- The task
For the listing below, work out the number of lines that hold "unit" and return that number alone.
────
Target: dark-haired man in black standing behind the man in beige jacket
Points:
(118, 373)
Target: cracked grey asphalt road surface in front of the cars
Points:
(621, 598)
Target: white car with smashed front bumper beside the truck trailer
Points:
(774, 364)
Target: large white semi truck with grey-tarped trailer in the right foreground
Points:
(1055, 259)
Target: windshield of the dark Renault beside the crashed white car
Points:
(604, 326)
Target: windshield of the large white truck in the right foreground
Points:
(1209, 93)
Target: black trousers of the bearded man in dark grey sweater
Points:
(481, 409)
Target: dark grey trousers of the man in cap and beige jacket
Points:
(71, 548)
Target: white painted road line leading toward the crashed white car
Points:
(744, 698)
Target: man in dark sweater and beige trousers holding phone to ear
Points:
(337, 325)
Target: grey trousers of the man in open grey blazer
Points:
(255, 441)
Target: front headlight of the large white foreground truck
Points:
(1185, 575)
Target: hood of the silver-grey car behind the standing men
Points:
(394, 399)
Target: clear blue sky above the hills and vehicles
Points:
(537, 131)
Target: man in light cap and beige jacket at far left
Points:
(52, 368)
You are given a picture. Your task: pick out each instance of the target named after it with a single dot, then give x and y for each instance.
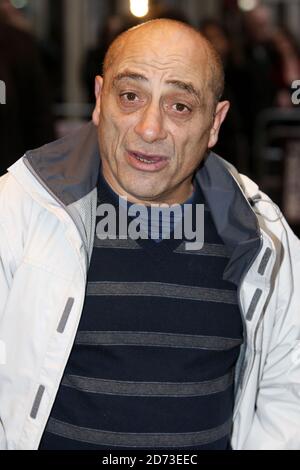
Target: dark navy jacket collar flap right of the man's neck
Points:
(234, 218)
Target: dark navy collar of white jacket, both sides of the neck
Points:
(69, 168)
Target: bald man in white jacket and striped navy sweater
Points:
(146, 343)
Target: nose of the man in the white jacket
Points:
(150, 126)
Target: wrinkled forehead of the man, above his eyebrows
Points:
(164, 52)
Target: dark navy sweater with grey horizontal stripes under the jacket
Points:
(153, 360)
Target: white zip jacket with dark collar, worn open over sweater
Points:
(47, 222)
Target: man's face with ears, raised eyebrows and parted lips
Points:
(155, 116)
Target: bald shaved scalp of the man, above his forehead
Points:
(171, 32)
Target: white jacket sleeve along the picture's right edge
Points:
(276, 423)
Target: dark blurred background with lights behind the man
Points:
(51, 51)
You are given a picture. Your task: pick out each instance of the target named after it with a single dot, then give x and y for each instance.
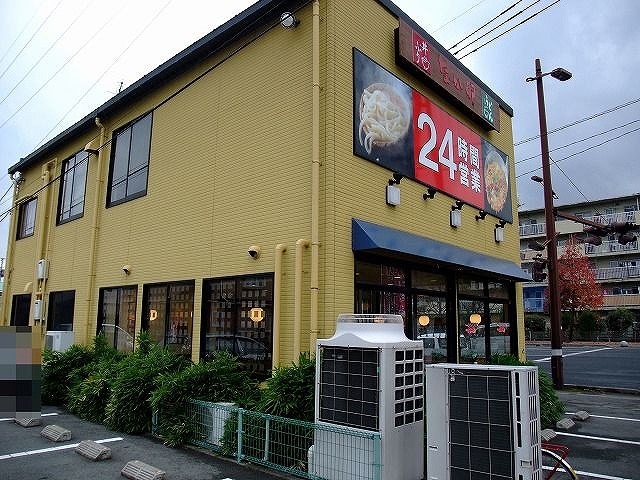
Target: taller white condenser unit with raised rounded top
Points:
(369, 378)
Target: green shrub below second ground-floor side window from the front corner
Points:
(128, 409)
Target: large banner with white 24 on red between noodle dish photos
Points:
(402, 130)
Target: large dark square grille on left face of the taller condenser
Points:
(349, 386)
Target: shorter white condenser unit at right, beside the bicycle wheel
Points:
(483, 421)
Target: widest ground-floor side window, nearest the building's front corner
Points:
(237, 316)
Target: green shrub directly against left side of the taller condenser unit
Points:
(290, 392)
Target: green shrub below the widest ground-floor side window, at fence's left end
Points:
(220, 379)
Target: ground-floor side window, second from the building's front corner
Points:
(168, 314)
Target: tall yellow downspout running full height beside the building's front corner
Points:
(315, 176)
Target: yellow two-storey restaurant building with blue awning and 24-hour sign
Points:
(305, 159)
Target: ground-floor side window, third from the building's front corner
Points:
(117, 316)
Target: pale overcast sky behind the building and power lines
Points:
(60, 59)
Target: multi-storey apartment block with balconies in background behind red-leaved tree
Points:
(617, 265)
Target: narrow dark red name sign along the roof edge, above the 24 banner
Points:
(431, 61)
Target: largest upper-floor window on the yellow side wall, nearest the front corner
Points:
(130, 161)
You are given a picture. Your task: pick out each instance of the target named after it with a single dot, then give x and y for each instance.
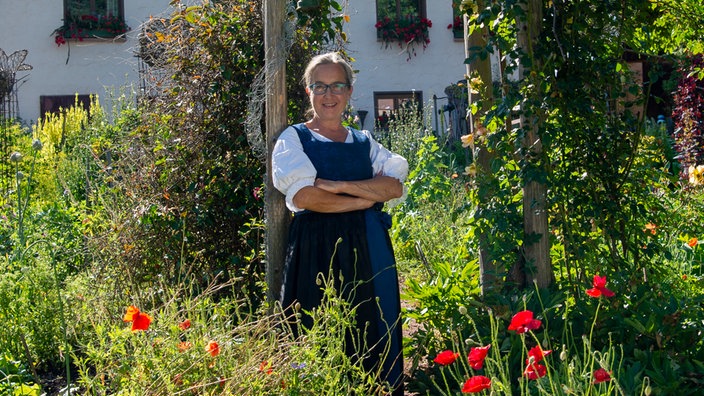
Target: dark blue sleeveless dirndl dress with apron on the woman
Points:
(364, 257)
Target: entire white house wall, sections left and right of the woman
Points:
(102, 67)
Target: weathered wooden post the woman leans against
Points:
(277, 216)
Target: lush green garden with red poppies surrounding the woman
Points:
(133, 238)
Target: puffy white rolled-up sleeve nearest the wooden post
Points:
(291, 168)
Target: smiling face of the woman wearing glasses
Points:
(329, 106)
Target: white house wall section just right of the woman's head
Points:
(389, 69)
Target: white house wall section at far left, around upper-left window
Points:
(94, 67)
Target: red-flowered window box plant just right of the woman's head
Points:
(406, 32)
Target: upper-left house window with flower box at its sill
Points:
(93, 18)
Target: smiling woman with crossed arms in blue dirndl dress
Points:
(336, 180)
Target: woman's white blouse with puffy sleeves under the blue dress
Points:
(292, 170)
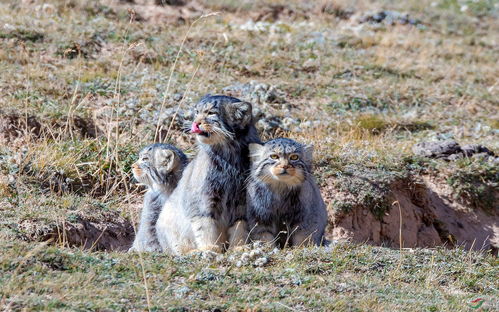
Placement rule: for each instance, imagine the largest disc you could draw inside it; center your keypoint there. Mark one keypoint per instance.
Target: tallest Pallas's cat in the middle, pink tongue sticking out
(208, 208)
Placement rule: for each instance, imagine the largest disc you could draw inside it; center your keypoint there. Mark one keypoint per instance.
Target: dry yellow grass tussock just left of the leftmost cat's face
(79, 166)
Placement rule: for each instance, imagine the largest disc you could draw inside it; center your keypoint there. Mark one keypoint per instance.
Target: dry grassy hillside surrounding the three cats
(85, 84)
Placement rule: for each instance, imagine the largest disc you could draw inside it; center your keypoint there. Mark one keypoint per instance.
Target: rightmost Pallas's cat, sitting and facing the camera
(283, 196)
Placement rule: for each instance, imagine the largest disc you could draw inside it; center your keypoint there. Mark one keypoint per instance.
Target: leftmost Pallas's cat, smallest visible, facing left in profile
(159, 167)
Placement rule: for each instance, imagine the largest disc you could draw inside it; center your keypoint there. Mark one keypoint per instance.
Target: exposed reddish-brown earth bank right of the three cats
(422, 214)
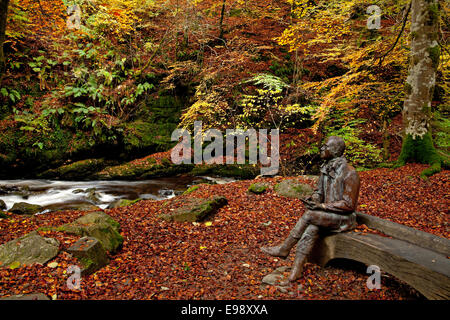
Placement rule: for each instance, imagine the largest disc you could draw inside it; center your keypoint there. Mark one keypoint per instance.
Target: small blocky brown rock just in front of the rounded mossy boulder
(90, 252)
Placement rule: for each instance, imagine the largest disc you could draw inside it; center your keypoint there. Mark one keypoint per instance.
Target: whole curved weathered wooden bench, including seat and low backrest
(415, 257)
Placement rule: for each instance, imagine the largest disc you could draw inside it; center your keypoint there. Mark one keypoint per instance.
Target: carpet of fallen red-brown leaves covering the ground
(220, 258)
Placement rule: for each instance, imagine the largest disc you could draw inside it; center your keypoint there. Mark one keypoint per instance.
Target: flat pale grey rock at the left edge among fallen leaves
(29, 249)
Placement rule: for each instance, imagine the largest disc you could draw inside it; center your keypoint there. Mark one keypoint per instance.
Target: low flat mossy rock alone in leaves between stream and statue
(196, 209)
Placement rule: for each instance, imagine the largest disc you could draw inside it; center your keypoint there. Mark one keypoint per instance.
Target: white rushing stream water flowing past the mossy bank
(62, 195)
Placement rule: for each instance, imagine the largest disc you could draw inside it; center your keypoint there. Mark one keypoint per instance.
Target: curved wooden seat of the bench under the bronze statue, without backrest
(425, 270)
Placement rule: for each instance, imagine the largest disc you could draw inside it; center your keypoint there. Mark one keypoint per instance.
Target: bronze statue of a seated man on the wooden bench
(331, 206)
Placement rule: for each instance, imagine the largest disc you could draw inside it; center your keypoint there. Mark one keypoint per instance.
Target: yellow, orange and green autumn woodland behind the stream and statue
(117, 87)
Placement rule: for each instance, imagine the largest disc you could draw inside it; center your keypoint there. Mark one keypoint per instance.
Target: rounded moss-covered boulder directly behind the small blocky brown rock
(98, 225)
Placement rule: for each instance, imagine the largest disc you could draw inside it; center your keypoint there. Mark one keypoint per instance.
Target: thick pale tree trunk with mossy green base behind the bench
(425, 52)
────
- Solved exercise
3